● Extrait du document
Israël: la loi pro-colons choque Palestiniens et partisans de la paix


Dénoncée comme un crime de guerre, un vol légalisé ou un pas de plus vers l'annexion de la Cisjordanie, la nouvelle loi israélienne en faveur des colons scandalise les Palestiniens et les défenseurs d'une solution à deux Etats.
Adoptée dans la nuit de lundi à mardi par le Parlement israélien, cette loi autorise l'Etat israélien à s'approprier, contre compensation, des terrains privés palestiniens sur lesquels des Israéliens ont construit sans autorisation en Cisjordanie occupée. La loi protégera les colons d'évictions comme celle, la semaine passée, de la colonie "sauvage" d'Amona, selon ses promoteurs.
Elle devrait revenir à "légaliser" 53 colonies dites "sauvages" et à exproprier au minimum plus de 800 hectares de terres palestiniennes, estime l'organisation israélienne la Paix maintenant.
De Londres au Caire --siège de la Ligue arabe--, en passant par Paris, Berlin, Ankara ou Amman, elle a suscité une série de condamnations de la communauté internationale, ouvertement inquiète d'un nouveau coup porté à une paix insaisissable entre Israéliens et Palestiniens.
Au nom de l'ONU, le coordinateur spécial pour le processus de paix Nickolay Mladenov a estimé qu'Israël franchissait une "ligne rouge très épaisse" sur la voie d'une annexion de la Cisjordanie occupée.
Le président palestinien Mahmoud Abbas a dénoncé "une agression contre notre peuple".

● Consigne 1
D'après l'article sur la loi israélienne pro-colons, combien de colonies dites « sauvages » cette loi devrait-elle légaliser selon la Paix maintenant ?
● Consigne 2
Rédigez la suite de l'article sur la loi israélienne pro-colons, en reprenant après la réaction de Mahmoud Abbas.

● Données sources
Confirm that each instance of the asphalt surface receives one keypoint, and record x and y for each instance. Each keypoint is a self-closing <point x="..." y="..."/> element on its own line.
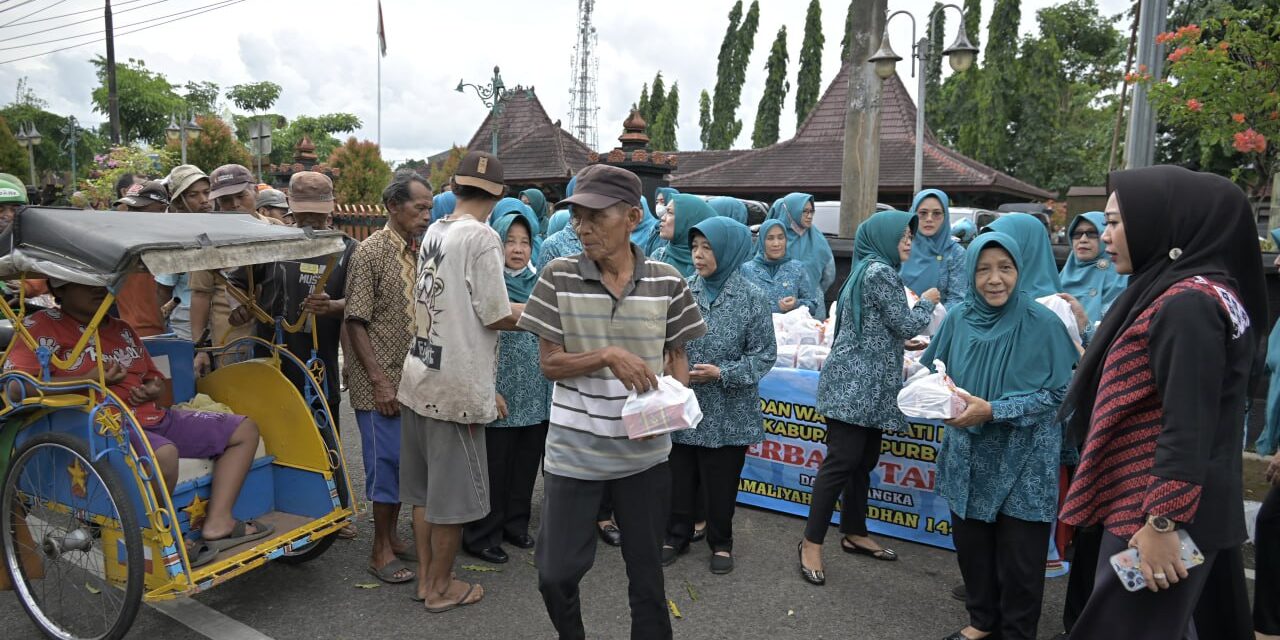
<point x="763" y="598"/>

● Résultat 1
53 colonies.

● Résultat 2
Aussitôt la loi adoptée, les Palestiniens ont réclamé des sanctions. Les défenseurs des droits de l'Homme et de la cause palestinienne ont annoncé qu'ils saisiraient la Cour suprême israélienne pour faire annuler le texte.
La réaction américaine a offert un frappant contraste avec cette indignation mais aussi avec les critiques émises jusqu'au bout par l'administration Obama contre la colonisation.
Adoptée par 60 voix pour et 52 contre, la nouvelle loi devrait être attaquée devant la Cour suprême, et "l'administration Trump se gardera de commenter cette loi avant toute décision de justice", a dit un responsable du département d'Etat.
Pendant deux semaines déjà, l'administration Trump avait gardé ses distances face à une rafale d'annonces israéliennes pour la colonisation, enhardissant une droite israélienne qui voit dans l'avènement de Donald Trump le début d'une nouvelle époque.
"Par cette loi, (le Premier ministre Benjamin) Netanyahu fait du vol la politique officielle d'Israël", a réagi la Paix maintenant. Tout cela "pour satisfaire un petit groupe de colons extrémistes et assurer sa propre survie politique".
Une grande partie de la communauté internationale voit dans les colonies un obstacle à la paix.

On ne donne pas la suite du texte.